Take the line containing "Task: indicate the thin" through the last line of the data and retype those lines exactly. Pictures do not belong in the copy.

Excerpts from point annotation data:
▬▬▬▬▬▬▬▬▬▬

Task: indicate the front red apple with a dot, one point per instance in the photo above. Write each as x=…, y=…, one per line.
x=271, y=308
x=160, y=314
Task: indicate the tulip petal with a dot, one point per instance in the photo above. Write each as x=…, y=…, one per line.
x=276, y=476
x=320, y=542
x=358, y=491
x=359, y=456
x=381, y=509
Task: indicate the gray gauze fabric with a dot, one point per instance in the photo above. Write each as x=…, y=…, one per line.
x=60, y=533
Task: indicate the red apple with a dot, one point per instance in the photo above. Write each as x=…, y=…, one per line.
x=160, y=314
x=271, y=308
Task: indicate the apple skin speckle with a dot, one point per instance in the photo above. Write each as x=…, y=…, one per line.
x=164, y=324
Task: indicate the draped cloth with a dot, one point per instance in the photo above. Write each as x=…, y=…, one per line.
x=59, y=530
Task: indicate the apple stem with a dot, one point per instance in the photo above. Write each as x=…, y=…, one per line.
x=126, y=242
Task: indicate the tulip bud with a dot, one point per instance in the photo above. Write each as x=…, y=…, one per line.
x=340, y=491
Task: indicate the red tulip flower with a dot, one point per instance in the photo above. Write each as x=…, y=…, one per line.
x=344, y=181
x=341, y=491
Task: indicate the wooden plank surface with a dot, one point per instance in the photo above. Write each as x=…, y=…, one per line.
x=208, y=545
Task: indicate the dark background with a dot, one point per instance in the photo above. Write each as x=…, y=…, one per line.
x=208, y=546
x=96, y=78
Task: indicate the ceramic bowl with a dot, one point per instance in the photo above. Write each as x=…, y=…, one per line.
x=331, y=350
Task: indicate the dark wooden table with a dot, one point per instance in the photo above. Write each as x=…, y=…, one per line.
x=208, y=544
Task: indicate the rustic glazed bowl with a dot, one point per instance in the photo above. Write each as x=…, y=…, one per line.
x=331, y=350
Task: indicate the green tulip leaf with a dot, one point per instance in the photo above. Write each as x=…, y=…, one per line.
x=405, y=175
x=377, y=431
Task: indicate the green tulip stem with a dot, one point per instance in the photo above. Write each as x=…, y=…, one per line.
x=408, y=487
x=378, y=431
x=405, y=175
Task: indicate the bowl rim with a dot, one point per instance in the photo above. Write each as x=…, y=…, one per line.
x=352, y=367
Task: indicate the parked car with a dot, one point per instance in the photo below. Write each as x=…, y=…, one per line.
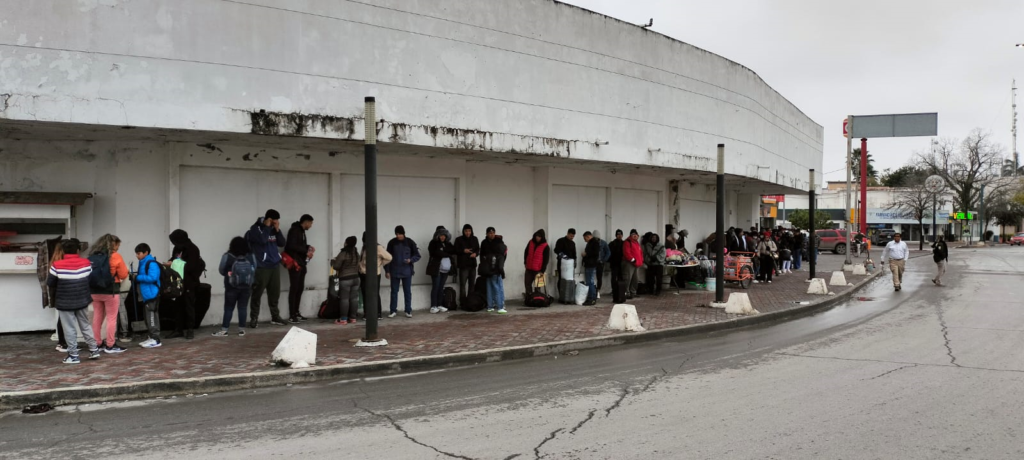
x=834, y=240
x=883, y=237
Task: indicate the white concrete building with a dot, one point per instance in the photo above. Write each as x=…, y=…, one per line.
x=515, y=114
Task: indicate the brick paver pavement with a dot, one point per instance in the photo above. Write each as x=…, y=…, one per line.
x=28, y=362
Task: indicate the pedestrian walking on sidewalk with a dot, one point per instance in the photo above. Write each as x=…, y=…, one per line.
x=896, y=252
x=70, y=280
x=238, y=265
x=940, y=253
x=104, y=284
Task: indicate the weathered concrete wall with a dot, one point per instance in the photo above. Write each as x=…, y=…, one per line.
x=534, y=77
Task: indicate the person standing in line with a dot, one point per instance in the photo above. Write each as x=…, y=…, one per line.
x=565, y=249
x=264, y=238
x=70, y=279
x=632, y=259
x=185, y=250
x=347, y=266
x=615, y=261
x=383, y=258
x=493, y=254
x=896, y=252
x=467, y=248
x=147, y=280
x=107, y=295
x=238, y=265
x=940, y=253
x=438, y=266
x=654, y=256
x=297, y=248
x=536, y=258
x=404, y=253
x=767, y=250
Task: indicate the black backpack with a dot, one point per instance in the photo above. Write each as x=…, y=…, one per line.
x=100, y=278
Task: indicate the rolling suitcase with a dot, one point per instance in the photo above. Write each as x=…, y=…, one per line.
x=566, y=292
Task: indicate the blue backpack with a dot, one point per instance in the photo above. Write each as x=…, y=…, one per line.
x=243, y=273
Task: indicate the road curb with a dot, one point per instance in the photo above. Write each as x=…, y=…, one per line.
x=140, y=390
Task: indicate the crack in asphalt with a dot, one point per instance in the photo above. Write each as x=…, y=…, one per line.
x=394, y=423
x=894, y=370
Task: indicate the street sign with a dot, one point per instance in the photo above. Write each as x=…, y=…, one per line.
x=934, y=183
x=898, y=125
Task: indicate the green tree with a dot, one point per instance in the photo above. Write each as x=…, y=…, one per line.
x=801, y=219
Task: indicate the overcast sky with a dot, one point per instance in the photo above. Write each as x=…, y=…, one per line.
x=834, y=58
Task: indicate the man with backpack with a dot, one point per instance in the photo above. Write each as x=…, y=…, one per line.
x=297, y=249
x=187, y=252
x=264, y=238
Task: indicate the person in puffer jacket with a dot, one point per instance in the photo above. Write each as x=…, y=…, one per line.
x=70, y=279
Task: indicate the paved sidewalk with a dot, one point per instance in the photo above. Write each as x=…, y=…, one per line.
x=30, y=363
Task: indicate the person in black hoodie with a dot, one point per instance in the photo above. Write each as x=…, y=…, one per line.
x=298, y=250
x=440, y=264
x=467, y=249
x=536, y=257
x=185, y=250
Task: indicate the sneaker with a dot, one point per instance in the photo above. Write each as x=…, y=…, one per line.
x=114, y=349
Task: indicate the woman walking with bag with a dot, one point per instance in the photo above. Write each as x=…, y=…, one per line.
x=347, y=265
x=238, y=265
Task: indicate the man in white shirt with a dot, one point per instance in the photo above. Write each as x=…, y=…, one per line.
x=897, y=252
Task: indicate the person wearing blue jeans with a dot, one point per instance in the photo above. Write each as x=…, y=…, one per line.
x=403, y=254
x=492, y=265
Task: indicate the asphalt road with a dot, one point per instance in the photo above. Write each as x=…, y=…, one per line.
x=930, y=372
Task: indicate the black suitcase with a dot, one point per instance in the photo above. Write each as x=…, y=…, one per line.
x=566, y=292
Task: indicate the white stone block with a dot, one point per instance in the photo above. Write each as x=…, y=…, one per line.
x=625, y=318
x=298, y=345
x=817, y=287
x=739, y=303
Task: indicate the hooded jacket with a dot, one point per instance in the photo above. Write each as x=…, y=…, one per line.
x=462, y=244
x=263, y=242
x=187, y=251
x=295, y=244
x=439, y=250
x=537, y=254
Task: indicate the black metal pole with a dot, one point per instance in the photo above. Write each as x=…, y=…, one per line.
x=812, y=250
x=370, y=304
x=720, y=228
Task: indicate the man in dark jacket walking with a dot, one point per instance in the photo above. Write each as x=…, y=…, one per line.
x=298, y=250
x=467, y=249
x=403, y=254
x=264, y=238
x=185, y=250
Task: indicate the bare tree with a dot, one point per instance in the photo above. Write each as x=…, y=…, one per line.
x=916, y=201
x=967, y=166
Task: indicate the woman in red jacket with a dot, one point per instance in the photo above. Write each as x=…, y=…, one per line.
x=632, y=259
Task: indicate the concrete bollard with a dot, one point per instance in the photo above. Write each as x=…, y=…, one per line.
x=625, y=318
x=298, y=345
x=817, y=287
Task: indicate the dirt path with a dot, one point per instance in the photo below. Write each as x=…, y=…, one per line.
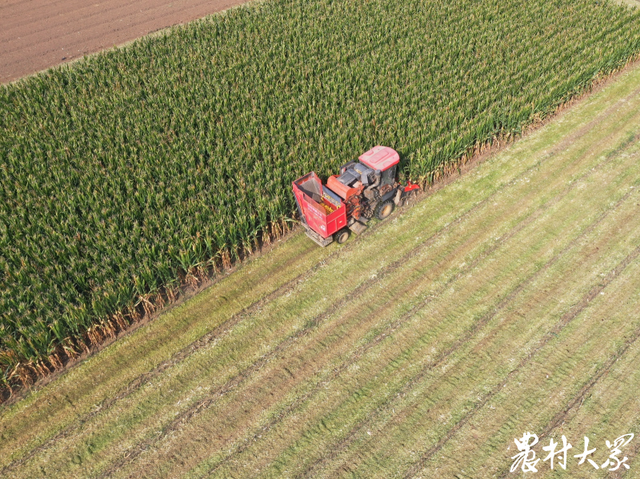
x=37, y=34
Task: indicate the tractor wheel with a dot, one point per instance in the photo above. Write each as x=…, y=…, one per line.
x=342, y=236
x=384, y=209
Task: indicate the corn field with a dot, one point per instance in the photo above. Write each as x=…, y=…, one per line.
x=133, y=171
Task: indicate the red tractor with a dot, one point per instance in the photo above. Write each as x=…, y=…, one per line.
x=349, y=200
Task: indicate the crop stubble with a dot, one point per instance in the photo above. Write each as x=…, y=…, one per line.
x=367, y=330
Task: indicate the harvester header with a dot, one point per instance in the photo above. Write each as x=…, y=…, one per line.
x=347, y=202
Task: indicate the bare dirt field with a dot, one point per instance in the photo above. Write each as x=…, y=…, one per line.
x=506, y=302
x=38, y=34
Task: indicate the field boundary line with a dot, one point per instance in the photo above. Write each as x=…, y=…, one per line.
x=479, y=324
x=420, y=305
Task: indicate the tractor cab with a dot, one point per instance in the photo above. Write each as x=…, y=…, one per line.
x=376, y=168
x=362, y=189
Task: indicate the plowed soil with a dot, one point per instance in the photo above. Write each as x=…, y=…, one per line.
x=505, y=302
x=38, y=34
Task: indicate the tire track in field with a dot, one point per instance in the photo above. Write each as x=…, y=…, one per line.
x=564, y=321
x=578, y=399
x=218, y=332
x=241, y=377
x=180, y=420
x=137, y=383
x=483, y=321
x=389, y=269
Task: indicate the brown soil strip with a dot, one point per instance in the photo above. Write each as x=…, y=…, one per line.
x=564, y=321
x=36, y=34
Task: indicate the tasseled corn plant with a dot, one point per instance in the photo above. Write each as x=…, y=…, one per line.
x=133, y=170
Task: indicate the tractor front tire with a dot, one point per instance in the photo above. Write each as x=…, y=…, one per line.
x=384, y=209
x=342, y=236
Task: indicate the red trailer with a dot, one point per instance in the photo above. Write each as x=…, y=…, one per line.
x=361, y=190
x=322, y=211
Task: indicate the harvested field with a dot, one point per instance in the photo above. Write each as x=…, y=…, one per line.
x=503, y=303
x=35, y=35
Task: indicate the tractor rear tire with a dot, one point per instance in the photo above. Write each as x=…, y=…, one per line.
x=342, y=236
x=384, y=209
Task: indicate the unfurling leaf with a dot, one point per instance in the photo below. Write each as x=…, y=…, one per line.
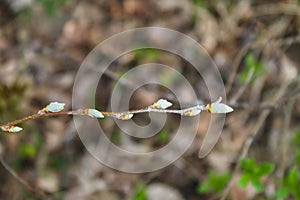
x=161, y=104
x=191, y=112
x=94, y=113
x=11, y=129
x=217, y=107
x=124, y=116
x=54, y=107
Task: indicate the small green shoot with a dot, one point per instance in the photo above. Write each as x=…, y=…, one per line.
x=252, y=172
x=139, y=192
x=251, y=65
x=290, y=185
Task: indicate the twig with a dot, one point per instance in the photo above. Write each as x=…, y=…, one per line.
x=55, y=109
x=248, y=142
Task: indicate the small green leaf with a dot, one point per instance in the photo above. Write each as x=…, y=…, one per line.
x=54, y=107
x=257, y=185
x=282, y=193
x=139, y=193
x=264, y=169
x=247, y=164
x=244, y=180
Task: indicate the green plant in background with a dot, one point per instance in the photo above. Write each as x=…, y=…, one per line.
x=139, y=192
x=252, y=67
x=148, y=54
x=51, y=6
x=163, y=137
x=290, y=183
x=214, y=183
x=252, y=173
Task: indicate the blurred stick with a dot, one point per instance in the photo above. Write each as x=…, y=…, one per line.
x=242, y=88
x=235, y=66
x=37, y=192
x=248, y=142
x=284, y=138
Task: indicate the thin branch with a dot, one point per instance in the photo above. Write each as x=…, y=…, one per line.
x=39, y=193
x=248, y=142
x=55, y=109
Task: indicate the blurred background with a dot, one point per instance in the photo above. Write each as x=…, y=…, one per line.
x=255, y=44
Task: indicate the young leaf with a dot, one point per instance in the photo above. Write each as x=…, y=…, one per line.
x=94, y=113
x=54, y=107
x=257, y=185
x=264, y=169
x=244, y=180
x=161, y=104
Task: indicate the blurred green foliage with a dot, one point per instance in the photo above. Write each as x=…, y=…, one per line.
x=148, y=54
x=215, y=183
x=252, y=172
x=252, y=66
x=139, y=192
x=163, y=137
x=51, y=7
x=289, y=186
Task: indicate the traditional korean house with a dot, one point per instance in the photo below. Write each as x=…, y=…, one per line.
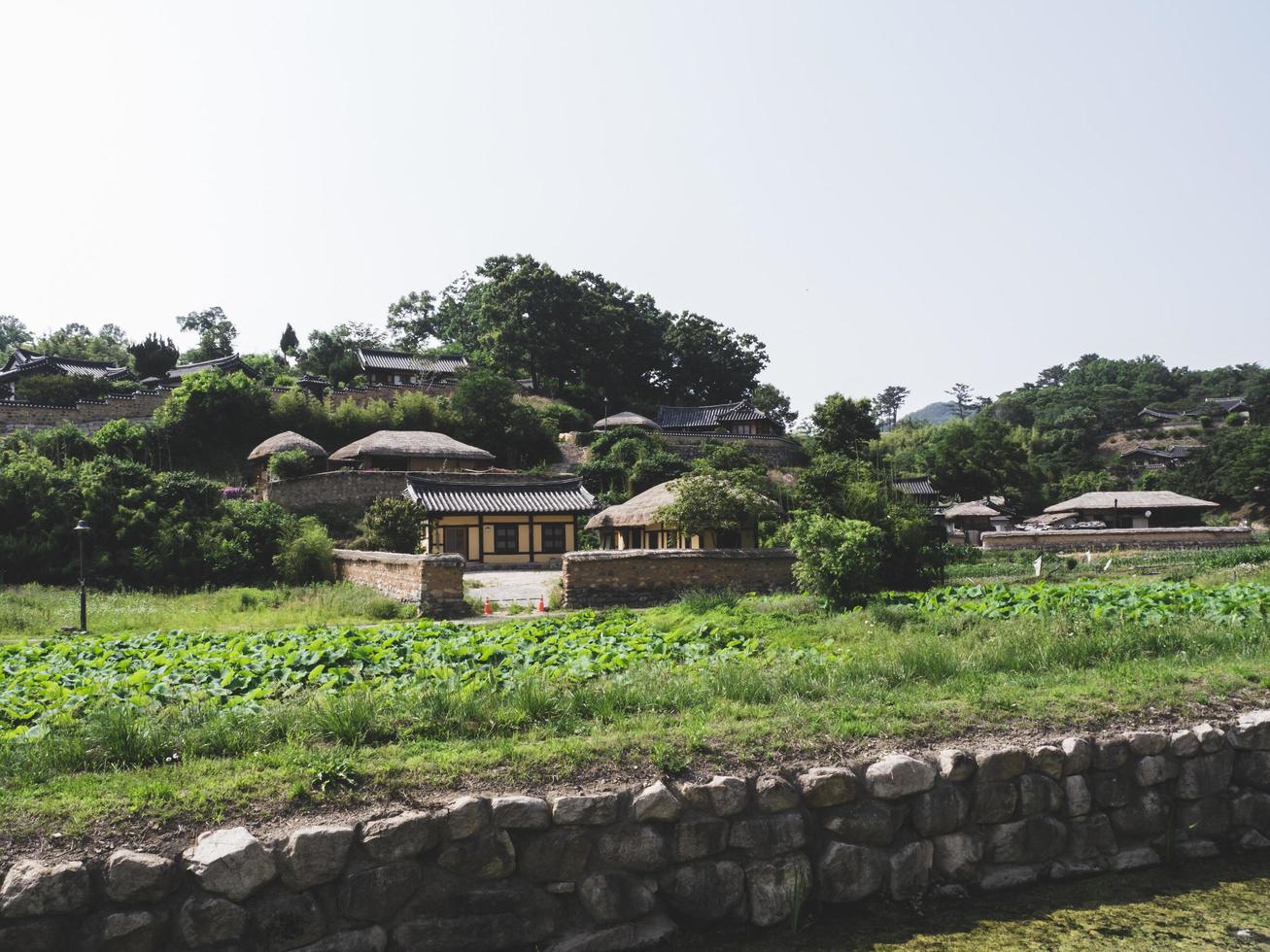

▬▬▬▬▬▬▬▬▬▬

#### RESULT:
Task: indicate the thin branch with a dot, one point per instance in the photo above. Write each as x=…, y=…, one per line.
x=39, y=193
x=248, y=142
x=55, y=109
Task: indicate the blurred background with a dot, one point per instance in the photo above. Write each as x=…, y=…, one per line.
x=255, y=44
Task: indicate the young leaf with a dot, one point per instance in the photo above. Write each as x=…, y=…, one per line.
x=94, y=113
x=54, y=107
x=257, y=185
x=264, y=169
x=244, y=180
x=161, y=104
Task: indicate the blurred green foliage with a dot, one point per instance in the photo above. Write each as x=…, y=…, one per line.
x=148, y=54
x=215, y=183
x=252, y=172
x=252, y=66
x=139, y=192
x=163, y=137
x=51, y=7
x=289, y=186
Task: indicate the traditional korean house with a dot, one point per instance in the photo below. Write each as x=…, y=…, one per line.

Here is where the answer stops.